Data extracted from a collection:
****************************************
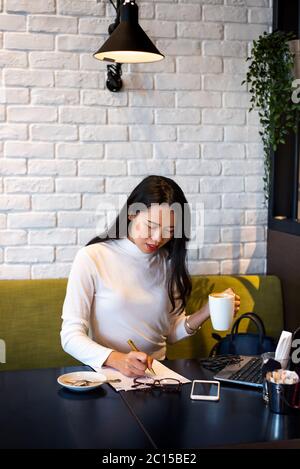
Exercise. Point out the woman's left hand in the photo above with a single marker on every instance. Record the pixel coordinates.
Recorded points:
(237, 300)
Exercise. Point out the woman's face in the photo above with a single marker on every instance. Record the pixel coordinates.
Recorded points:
(152, 228)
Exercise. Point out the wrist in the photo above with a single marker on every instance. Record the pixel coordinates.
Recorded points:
(113, 359)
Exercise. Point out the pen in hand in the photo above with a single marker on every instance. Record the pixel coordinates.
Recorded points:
(135, 349)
****************************************
- [Exercise goal]:
Which of the lines above hold the string "single"? Copy each one.

- [Response]:
Exercise. Point out the woman's left hand in the photo above with a single marker on every instance. Record the pixel coordinates.
Exercise. Point out the woman's face in the photo above with a single marker on every instance. Record the pixel coordinates.
Exercise. Point out the wrist in the photo above with a single marker on every instance. Record the pixel coordinates.
Exercise. Point out the pen in hand in the photo above with a single marker on every instance. Record the pixel coordinates.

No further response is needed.